Passengers VIII

Frederick Meyers

Thus I have discussed all the members of the Marquis’s family, and given you some account of the intimate friend of that family. When I say I liked them all, I speak the truth – but the next person I am going to mention was received by me & my brother officers with a feeling far beyond mere liking – with decided partiality. This was Fritz or Frederick Meyers, a native of Hamburg. He was a young man, about 20, of the ordinary standard of height, with a face rather handsome, and which, when we came near England, was set forth to great advantage by a fine roseal bloom. I never met yet with a passenger whom we all loved so much as Fritz. His disposition was most animated and affectionate – his manners were most pleasing and gentle – & in short you could not be long in his company without feeling for him the attachment of a Brother or of a dear friend. He associated constantly with us & took a pride in doing so. When he came on board he could speak a little English and at his own request I took upon myself the charge of instructor. Never had Master a more attentive or docile pupil, and never did such harmony prevail between teacher and scholar. By constantly conversation on all subjects & by careful correction of the mistakes he was most apt to commit without either grammar or other books, long ere the voyage was concluded, Frederick could understand us all perfectly and could also express himself pretty fluently and correctly. We were thus mutually pleased at the same effect – I with my pupils proficiency & he also at his own progress. As an instance of his improvement I have now in my possession a letter which he wrote me from London & which was the first one in English he had penned – and I am sure when you see it, you will admit if to be most creditable to the Instructor and Instructed.
§
▸ SET EXERCISE 1:
In the passage about Frederick Meyers, where was he a native of?
▸ SET EXERCISE 2:
Translate this sentence from the passage about Frederick Meyers into Spanish: "I never met yet with a passenger whom we all loved so much as Fritz."

▸ DATA SHOWN:
§
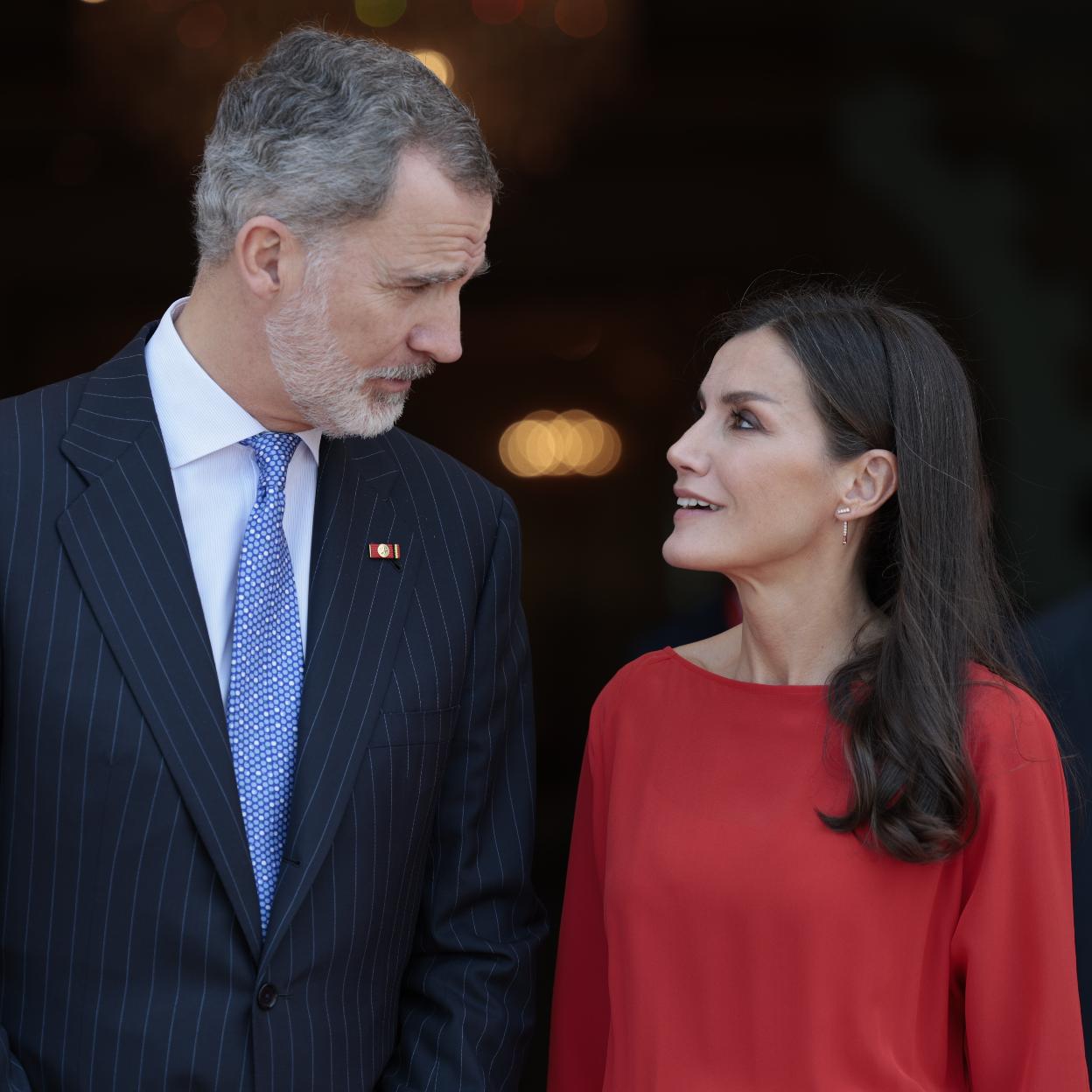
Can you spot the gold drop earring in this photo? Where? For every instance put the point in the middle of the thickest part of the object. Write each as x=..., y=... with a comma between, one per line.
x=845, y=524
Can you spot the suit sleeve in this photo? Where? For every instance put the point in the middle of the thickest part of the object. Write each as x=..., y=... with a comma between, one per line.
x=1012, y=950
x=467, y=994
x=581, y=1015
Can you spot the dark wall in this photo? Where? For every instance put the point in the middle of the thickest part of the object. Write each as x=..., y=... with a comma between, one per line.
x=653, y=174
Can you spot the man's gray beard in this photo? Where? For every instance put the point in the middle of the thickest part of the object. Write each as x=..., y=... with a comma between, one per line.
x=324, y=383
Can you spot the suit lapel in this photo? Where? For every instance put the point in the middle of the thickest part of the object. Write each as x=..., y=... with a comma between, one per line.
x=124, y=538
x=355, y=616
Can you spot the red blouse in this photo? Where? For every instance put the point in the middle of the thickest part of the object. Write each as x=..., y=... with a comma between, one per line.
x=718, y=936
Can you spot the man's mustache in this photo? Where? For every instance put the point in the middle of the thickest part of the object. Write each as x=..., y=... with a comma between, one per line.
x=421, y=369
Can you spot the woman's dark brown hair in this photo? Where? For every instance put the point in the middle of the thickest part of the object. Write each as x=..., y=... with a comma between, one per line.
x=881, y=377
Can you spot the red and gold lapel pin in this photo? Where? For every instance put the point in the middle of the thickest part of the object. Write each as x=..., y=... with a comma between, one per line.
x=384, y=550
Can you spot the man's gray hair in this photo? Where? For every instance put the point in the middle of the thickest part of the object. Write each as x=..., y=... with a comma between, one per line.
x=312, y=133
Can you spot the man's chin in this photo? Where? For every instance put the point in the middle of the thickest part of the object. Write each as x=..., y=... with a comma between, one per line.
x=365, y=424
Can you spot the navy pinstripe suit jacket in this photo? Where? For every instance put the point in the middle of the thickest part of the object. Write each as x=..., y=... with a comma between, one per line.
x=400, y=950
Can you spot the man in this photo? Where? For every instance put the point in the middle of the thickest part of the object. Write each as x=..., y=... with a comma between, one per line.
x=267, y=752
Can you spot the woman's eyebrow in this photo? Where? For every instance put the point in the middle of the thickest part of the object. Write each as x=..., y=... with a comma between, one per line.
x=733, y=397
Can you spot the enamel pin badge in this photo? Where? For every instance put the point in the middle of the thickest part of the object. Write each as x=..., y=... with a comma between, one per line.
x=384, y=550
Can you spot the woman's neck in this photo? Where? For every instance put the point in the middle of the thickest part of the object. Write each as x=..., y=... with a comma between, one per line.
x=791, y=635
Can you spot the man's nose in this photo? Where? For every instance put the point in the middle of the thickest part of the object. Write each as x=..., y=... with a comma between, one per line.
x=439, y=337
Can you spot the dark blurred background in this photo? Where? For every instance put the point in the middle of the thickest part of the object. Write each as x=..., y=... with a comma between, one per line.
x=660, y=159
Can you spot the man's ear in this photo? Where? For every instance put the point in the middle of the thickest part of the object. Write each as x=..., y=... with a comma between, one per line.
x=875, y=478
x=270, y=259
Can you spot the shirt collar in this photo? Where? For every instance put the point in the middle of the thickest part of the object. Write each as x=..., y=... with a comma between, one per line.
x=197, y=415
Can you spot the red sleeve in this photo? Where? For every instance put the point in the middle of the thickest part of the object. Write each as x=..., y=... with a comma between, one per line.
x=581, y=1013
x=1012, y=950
§
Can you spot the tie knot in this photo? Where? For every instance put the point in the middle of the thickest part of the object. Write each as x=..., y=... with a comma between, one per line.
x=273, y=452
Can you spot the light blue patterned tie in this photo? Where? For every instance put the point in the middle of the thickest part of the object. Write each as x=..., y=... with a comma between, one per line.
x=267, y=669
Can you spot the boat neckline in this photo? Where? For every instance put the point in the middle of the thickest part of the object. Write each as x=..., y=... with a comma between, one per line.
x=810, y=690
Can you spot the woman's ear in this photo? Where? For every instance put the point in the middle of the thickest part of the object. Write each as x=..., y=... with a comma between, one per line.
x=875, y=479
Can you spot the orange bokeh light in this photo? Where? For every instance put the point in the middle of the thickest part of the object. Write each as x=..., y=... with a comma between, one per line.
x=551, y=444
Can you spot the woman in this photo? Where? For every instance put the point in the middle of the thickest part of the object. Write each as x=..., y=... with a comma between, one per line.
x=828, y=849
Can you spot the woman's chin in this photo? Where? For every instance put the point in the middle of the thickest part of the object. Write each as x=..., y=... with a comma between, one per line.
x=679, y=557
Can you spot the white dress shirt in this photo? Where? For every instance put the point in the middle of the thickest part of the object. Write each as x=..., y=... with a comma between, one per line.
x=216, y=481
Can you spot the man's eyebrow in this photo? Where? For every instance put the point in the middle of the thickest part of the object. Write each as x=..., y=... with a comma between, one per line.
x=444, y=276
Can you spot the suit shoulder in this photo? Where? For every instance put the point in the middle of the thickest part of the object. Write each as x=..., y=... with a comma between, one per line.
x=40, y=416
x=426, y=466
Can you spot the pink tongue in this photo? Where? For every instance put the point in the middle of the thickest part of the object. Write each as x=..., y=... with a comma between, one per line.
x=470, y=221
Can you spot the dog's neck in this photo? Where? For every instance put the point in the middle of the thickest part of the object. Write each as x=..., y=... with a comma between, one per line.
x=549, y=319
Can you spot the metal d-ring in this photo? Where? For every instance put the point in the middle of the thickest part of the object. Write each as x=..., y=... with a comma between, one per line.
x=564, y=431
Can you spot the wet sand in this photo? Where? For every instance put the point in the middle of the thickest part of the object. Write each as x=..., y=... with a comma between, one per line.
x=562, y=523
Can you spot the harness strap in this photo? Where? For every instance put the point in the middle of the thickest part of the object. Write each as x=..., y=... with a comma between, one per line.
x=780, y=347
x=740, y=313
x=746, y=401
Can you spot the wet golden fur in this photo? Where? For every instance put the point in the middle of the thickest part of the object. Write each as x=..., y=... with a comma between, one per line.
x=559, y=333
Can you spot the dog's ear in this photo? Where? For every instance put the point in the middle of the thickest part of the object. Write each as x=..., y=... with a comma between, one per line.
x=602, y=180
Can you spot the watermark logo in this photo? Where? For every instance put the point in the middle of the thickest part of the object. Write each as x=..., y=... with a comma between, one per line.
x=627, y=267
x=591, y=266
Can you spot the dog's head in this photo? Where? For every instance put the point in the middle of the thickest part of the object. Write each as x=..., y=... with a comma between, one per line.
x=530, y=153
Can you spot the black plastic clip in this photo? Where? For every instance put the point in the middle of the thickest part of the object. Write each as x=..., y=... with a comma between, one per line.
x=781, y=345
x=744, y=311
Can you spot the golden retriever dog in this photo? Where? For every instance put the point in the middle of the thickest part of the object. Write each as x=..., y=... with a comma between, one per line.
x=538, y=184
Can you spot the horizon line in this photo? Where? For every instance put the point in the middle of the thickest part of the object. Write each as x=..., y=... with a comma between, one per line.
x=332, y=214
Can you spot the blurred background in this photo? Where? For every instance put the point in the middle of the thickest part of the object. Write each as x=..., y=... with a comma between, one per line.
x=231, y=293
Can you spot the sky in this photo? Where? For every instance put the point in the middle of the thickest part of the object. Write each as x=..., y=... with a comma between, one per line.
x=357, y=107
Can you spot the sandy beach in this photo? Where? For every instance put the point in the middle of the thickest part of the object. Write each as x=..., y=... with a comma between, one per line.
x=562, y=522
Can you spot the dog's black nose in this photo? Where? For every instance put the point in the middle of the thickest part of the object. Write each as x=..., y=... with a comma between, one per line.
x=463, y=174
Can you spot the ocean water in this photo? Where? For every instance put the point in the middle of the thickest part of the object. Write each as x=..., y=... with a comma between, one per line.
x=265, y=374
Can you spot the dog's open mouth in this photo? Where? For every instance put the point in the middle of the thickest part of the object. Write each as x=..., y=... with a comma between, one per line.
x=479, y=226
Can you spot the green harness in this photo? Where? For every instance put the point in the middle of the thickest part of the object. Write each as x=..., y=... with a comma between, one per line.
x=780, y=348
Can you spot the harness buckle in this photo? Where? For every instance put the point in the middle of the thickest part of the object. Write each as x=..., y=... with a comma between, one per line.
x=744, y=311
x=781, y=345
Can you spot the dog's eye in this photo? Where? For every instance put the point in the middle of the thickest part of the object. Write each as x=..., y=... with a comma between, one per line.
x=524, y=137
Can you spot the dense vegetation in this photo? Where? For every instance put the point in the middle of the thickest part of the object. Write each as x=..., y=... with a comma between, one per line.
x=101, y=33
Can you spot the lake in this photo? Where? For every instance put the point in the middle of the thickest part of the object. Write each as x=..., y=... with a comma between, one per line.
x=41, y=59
§
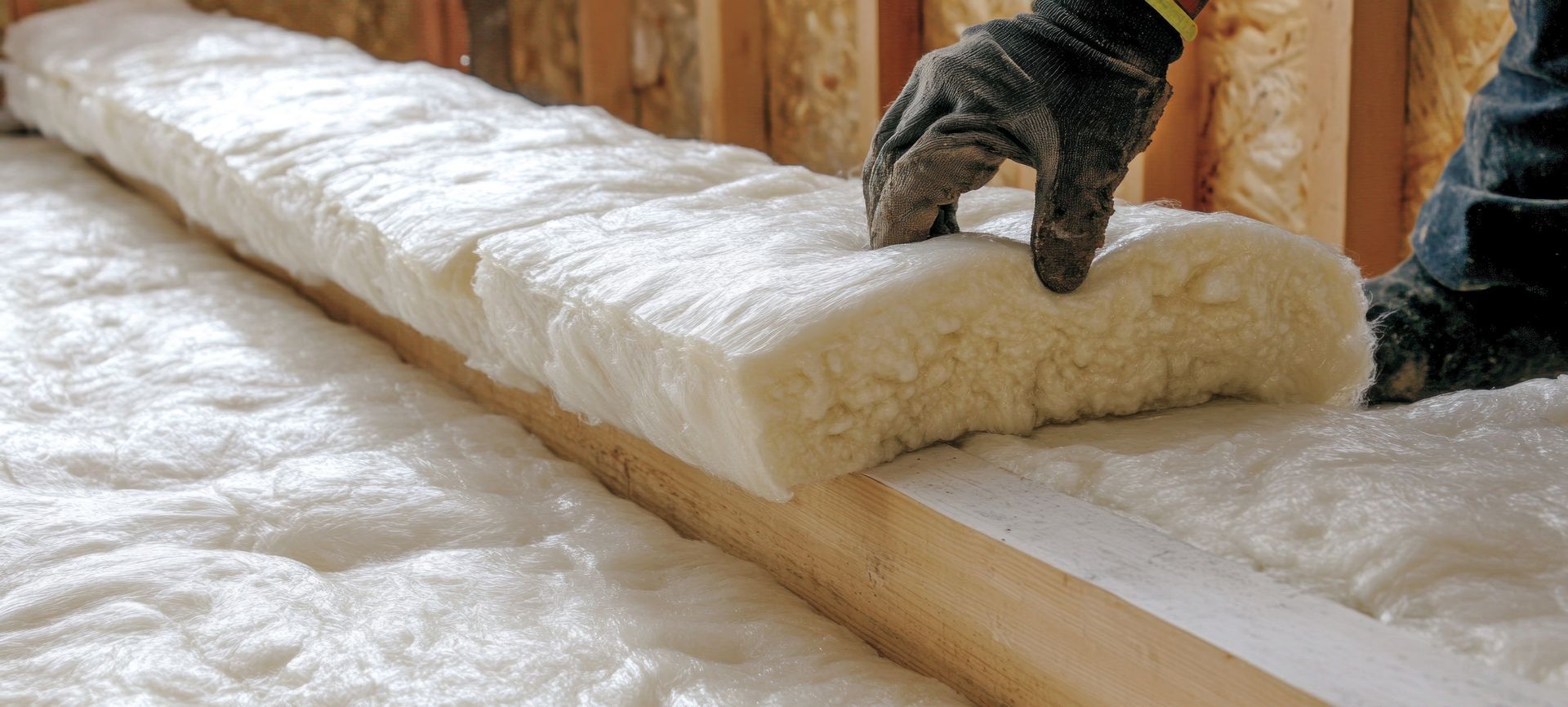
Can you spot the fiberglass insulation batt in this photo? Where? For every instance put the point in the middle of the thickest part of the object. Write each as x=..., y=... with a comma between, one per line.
§
▸ EXERCISE SOLUTION 1:
Hamburg

▸ EXERCISE SOLUTION 2:
Nunca he conocido a un pasajero a quien todos quisiéramos tanto como a Fritz.